◆ Task brief
Extract each line of the rows below that contains the string "wheel", and treat the match as case-sensitive.

◆ Available data
——

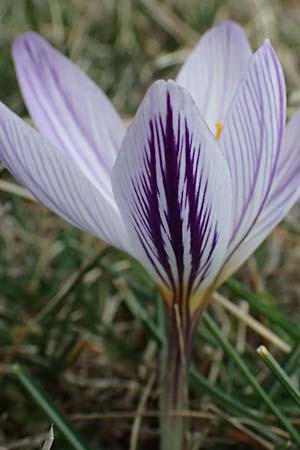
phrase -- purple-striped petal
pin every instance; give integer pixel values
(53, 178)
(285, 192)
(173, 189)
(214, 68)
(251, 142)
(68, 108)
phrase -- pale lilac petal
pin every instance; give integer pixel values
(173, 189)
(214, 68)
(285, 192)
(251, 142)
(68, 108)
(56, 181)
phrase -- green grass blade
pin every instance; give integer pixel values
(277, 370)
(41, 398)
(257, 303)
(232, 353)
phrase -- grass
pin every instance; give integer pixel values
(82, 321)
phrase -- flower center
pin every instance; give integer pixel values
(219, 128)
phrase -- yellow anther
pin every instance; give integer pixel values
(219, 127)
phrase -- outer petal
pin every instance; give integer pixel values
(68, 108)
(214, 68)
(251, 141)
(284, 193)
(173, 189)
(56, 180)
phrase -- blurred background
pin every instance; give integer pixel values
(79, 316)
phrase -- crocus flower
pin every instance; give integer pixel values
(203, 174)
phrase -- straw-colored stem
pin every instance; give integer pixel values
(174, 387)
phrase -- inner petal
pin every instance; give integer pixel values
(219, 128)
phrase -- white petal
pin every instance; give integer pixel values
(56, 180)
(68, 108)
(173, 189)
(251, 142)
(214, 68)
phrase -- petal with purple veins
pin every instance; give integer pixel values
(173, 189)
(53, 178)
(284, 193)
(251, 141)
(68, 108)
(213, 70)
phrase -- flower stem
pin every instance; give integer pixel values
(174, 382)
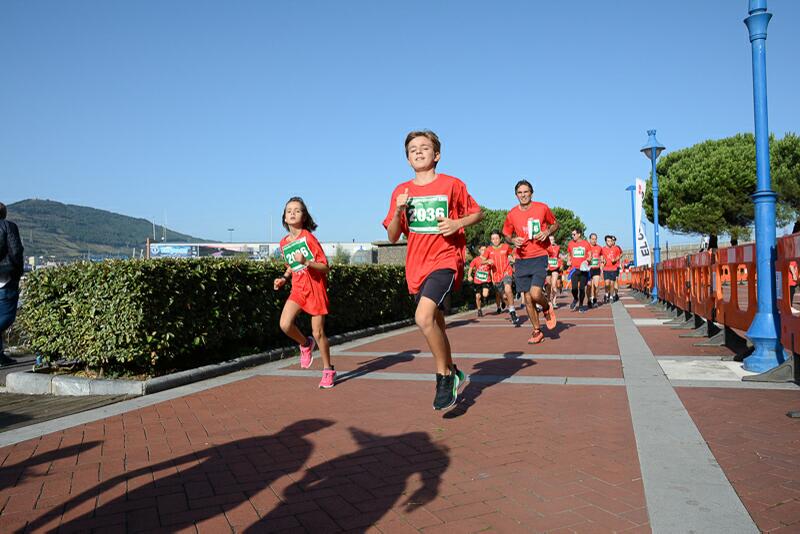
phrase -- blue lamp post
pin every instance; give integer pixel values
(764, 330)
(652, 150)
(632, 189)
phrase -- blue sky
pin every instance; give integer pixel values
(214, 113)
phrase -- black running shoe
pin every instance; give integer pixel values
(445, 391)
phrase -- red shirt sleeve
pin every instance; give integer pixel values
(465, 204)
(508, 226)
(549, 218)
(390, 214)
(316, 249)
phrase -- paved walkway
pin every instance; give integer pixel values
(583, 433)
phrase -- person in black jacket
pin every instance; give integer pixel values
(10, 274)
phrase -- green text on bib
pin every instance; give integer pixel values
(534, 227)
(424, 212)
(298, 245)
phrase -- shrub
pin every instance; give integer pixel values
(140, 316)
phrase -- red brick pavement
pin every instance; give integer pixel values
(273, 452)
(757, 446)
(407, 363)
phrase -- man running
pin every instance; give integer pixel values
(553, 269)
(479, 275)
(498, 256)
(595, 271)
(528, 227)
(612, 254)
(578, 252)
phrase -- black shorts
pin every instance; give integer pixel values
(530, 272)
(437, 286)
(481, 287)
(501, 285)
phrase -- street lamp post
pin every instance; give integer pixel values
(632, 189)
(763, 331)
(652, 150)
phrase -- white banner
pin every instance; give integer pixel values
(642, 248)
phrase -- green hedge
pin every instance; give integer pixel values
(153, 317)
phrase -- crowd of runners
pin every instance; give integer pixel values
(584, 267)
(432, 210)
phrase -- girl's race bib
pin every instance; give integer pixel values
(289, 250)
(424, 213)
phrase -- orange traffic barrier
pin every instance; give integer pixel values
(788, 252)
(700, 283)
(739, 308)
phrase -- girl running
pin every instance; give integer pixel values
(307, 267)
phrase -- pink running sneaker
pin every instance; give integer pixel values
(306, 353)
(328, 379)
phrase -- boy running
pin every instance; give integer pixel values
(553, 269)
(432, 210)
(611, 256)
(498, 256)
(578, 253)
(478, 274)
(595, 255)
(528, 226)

——

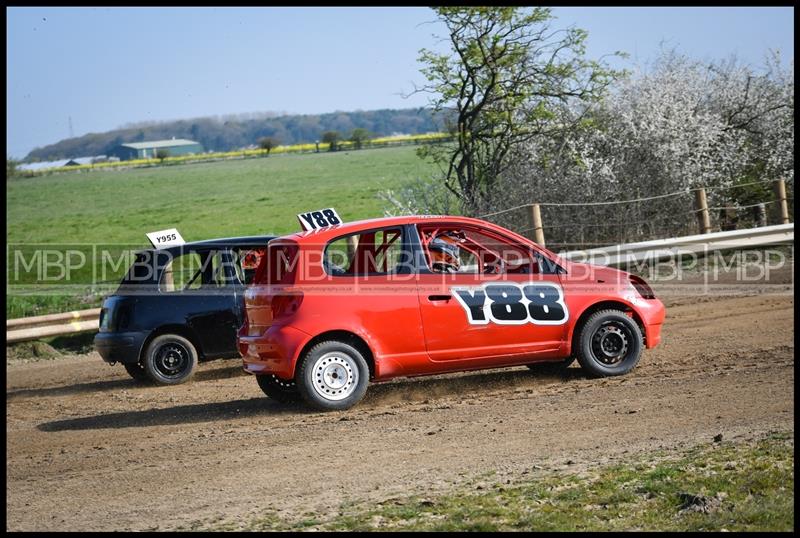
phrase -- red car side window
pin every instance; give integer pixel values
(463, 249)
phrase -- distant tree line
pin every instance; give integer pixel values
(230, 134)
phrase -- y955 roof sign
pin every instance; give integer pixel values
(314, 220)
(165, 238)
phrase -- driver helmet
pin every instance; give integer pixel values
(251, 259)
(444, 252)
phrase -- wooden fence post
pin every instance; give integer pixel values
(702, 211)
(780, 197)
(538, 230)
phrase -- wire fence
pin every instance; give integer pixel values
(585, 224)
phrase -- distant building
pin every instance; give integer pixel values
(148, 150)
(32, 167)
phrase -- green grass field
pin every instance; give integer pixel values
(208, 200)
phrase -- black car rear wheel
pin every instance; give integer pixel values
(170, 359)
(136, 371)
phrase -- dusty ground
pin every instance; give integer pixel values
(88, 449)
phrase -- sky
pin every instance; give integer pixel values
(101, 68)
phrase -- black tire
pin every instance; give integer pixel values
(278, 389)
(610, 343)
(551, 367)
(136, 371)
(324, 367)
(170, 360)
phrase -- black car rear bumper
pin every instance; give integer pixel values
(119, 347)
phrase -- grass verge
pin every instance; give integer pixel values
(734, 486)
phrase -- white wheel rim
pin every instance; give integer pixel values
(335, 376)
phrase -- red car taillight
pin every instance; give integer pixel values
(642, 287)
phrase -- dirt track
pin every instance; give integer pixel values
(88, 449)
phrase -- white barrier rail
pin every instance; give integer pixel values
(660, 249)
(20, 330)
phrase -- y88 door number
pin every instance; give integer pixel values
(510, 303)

——

◆ Result of this task
phrase -- black car rear wheel
phrase -- white wheel rim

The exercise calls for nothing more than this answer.